TASK DESCRIPTION:
A verbatim copy of every entry is required. Produce it now.

---- EXTRACTED DATA

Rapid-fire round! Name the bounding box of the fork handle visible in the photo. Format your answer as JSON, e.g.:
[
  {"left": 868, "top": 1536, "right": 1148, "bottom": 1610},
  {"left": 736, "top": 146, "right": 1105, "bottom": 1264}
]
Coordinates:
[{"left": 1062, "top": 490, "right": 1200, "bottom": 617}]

--------

TASK SOLUTION:
Rapid-fire round! Name the bounding box of the fork handle visible in the photo. Format your answer as JSON, e.g.:
[
  {"left": 868, "top": 1536, "right": 1148, "bottom": 1610},
  {"left": 736, "top": 146, "right": 1105, "bottom": 1264}
]
Coordinates:
[{"left": 1062, "top": 490, "right": 1200, "bottom": 617}]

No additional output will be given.